Problema 1 ▸
Rispondi alle domande seguenti in base al brano, con le risposte contrassegnate (a), (b), (c):
(a) Da che cosa sarebbe superato il genere dato per natura?
(b) Da che cosa sarebbero storicamente definiti i doveri di genere?
(c) In che cosa risiede il problema fondamentale di entrambe le eliminazioni?
Problema 2 ▸
Indica se ciascuna affermazione concorda con il brano, rispondendo sì o no e citando le parole decisive.
(a) Il sesso naturale sarebbe una contingenza che il soggetto può superare.
(b) I doveri di genere avrebbero un fondamento naturale.
(c) Solo alcuni possono prendere posizione su queste eliminazioni.
Problema 3 ▸
Ricopia fedelmente il tratto del brano che va da "e non sfociano" fino a "nell'esito che presentano.".

Brano selezionato ▸
·····

Ciascuno dei due generi potrebbe scegliere il maschile o il femminile in base
ad un atto consapevole del quale sarebbe responsabile.
Il secondo assioma che si deve eliminare è
costituito dal vincolo che il soggetto detiene rispetto al proprio sesso
naturale. Quest'ultimo non
costituirebbe più un'evidenza che questi deve riconoscere, ma una contingenza che può superare. Il
genere dato per natura sarebbe superato da quello scelto per percezione
interiore. Per di più la situazione sessuale, il sesso acquisito
biologicamente, non sarebbe decisivo rispetto ai doveri di genere che in ogni
società vengono accreditati al maschile e al femminile. Questi doveri, questi
compiti, non avrebbero nulla di naturale ma sarebbero storicamente definiti dai
contesti sociali, sarebbero quindi oggettivamente ascrivibili all'uno o
all'altro "sesso percepito" senza nessuna conseguenza circa la loro
capacità effettiva di realizzazione.
Si potrebbe dire molto sulla fragilità di
entrambe queste eliminazioni. Ciascuno può comunque prendere posizione. Ciascuno può comunque decidere
se maschile e femminile non siano più essenziali per crescere ed educare un
bambino ma restino collegati alla sola "meccanica della fecondazione"
e non sfociano affatto meccanicamente e direttamente nei generi di uomo e
donna. Allo stesso modo ciascuno può decidere se la propria dimensione sessuale
sia quella che viene da lui intuita e scoperta e non quella che gli viene
invece manifestata dalla sua natura fisica.
Il problema fondamentale di entrambe le
eliminazioni dei principi appena detti risiede nell'esito che presentano.

·····

Materiale fornito ▸
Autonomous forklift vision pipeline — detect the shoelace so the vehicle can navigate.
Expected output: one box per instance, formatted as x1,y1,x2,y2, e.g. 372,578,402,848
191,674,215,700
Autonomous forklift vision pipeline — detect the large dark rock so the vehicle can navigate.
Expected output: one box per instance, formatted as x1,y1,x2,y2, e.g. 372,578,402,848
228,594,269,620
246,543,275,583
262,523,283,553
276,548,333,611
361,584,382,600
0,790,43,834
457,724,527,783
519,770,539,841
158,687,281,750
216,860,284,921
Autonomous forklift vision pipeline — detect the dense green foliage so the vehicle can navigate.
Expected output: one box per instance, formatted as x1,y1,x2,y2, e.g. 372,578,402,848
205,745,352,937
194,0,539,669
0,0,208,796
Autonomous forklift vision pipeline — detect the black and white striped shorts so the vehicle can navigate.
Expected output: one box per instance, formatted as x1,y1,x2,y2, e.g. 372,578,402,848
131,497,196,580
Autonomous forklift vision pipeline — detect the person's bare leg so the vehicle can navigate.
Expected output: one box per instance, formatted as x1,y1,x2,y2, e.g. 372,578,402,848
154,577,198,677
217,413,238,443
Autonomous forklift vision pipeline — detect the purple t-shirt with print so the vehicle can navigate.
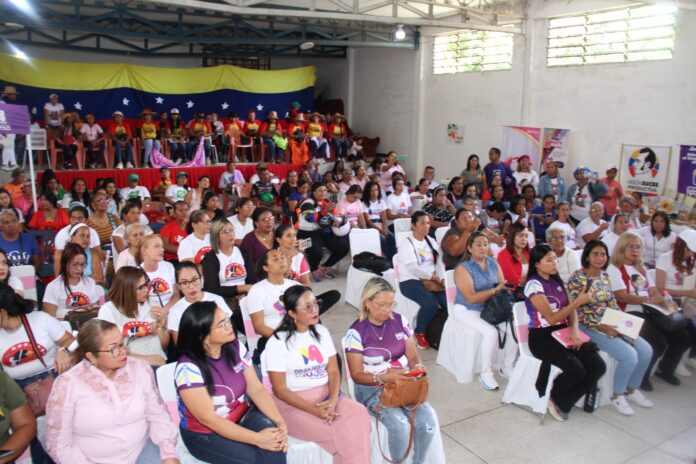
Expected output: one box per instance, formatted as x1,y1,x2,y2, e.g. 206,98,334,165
346,313,412,374
174,339,251,433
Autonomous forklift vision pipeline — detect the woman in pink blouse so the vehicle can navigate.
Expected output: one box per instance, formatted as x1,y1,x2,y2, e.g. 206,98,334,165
46,319,179,464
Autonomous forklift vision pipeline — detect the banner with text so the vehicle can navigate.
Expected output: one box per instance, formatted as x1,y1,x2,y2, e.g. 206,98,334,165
619,145,672,196
501,126,541,172
677,145,696,198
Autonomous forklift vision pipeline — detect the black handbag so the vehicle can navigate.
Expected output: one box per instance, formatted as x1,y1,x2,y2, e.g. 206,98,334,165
481,290,517,348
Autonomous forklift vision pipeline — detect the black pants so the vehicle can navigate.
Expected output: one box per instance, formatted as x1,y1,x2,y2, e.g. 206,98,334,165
631,312,691,381
297,230,350,271
529,326,607,413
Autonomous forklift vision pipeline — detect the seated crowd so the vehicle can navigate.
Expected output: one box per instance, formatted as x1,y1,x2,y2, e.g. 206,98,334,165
0,143,696,464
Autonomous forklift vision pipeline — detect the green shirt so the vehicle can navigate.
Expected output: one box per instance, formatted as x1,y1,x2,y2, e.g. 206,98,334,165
0,372,27,445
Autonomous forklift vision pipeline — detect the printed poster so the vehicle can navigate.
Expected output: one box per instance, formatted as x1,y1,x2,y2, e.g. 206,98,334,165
500,126,541,172
539,127,570,177
677,145,696,198
619,145,672,196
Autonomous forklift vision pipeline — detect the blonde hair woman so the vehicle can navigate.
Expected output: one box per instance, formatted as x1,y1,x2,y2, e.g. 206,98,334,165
608,231,690,391
346,277,437,464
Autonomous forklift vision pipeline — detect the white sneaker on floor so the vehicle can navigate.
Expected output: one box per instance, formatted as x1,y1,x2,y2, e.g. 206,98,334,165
674,361,691,377
479,372,500,390
626,390,652,408
611,395,634,416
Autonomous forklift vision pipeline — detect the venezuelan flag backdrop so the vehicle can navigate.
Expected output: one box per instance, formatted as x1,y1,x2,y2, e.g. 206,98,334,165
0,54,316,120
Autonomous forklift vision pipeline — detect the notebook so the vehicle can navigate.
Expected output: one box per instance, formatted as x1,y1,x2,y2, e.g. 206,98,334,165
551,327,590,348
599,308,643,340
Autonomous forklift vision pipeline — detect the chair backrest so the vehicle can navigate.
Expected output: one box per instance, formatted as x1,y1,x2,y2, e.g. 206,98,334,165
394,218,411,234
239,297,259,353
512,301,532,356
435,226,450,247
10,264,38,303
445,269,457,316
348,228,382,258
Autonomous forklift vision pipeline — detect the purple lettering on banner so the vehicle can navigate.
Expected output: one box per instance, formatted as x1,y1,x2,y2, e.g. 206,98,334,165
677,145,696,198
0,104,29,135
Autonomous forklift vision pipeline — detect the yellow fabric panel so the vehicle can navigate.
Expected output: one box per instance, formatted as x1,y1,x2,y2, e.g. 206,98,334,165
0,54,316,95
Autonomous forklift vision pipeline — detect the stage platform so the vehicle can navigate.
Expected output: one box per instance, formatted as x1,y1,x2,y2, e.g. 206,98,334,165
37,163,303,191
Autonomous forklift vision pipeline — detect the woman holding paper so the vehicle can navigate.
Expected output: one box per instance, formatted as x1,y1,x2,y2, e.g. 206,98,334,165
568,240,653,416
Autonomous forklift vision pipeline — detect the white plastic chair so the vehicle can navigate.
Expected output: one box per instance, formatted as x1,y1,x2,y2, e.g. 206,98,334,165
435,227,450,248
341,337,446,464
502,302,561,424
10,264,38,301
437,270,512,383
239,297,261,354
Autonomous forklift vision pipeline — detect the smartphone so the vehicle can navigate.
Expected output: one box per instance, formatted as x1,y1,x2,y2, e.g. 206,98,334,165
585,279,594,292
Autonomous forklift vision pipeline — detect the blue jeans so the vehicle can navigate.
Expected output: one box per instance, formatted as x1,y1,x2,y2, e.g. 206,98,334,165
580,324,652,394
355,383,437,464
114,142,133,163
143,139,162,166
399,279,447,333
179,408,287,464
331,137,350,159
263,137,283,161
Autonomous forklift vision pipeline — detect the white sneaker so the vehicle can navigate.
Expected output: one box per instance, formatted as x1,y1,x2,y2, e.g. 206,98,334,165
611,392,635,416
626,390,652,408
674,361,691,377
479,372,500,390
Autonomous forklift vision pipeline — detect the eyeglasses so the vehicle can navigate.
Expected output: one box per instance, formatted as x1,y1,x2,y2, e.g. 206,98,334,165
177,277,201,288
297,300,323,313
95,342,126,358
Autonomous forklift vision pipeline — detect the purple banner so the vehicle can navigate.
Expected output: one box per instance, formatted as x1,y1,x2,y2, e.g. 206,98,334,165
0,104,29,135
677,145,696,197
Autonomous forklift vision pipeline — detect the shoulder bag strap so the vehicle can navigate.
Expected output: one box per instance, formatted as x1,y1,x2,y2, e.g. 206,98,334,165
19,314,48,369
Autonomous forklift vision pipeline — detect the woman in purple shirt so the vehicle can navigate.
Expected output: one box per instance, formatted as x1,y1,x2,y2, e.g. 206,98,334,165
345,277,437,464
524,243,606,422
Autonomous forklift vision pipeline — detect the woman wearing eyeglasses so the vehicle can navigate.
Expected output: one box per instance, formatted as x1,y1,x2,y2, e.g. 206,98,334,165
176,209,212,264
264,285,370,464
167,262,232,343
43,243,104,319
97,266,169,367
345,277,438,464
46,319,179,464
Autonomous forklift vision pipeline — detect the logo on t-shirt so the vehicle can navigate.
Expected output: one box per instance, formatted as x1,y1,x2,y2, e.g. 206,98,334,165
65,292,89,308
193,247,212,264
123,321,152,338
300,345,324,365
2,342,46,367
225,263,246,280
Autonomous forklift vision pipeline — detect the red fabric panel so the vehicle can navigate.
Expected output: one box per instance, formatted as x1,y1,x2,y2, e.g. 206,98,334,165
37,164,303,191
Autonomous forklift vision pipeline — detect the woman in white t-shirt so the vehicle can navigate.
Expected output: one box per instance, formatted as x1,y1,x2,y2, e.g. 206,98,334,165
607,231,690,391
167,262,232,343
263,285,370,464
0,284,75,388
0,249,24,297
387,177,413,232
97,266,169,367
43,243,104,319
176,209,212,264
227,197,256,246
140,235,180,310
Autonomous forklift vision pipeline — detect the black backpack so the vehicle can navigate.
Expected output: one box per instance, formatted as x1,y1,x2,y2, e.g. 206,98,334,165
353,251,391,276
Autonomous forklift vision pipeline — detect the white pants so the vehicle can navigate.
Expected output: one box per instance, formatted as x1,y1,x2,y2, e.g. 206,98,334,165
452,304,517,373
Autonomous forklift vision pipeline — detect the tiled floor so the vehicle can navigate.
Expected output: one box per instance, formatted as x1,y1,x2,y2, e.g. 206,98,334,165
313,273,696,464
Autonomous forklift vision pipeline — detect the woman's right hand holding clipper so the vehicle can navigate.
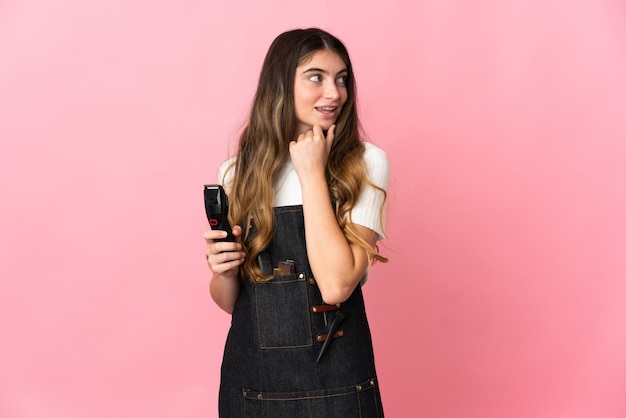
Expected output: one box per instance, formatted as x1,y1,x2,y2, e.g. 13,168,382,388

·····

Soluzione 1 ▸
(a) Da quello scelto per percezione interiore.
(b) Dai contesti sociali.
(c) Nell'esito che presentano.

Soluzione 2 ▸
(a) Sì: "una contingenza che può superare".
(b) No: "non avrebbero nulla di naturale".
(c) No: "Ciascuno può comunque prendere posizione."

Soluzione 3 ▸
e non sfociano affatto meccanicamente e direttamente nei generi di uomo e
donna. Allo stesso modo ciascuno può decidere se la propria dimensione sessuale
sia quella che viene da lui intuita e scoperta e non quella che gli viene
invece manifestata dalla sua natura fisica.
Il problema fondamentale di entrambe le
eliminazioni dei principi appena detti risiede nell'esito che presentano.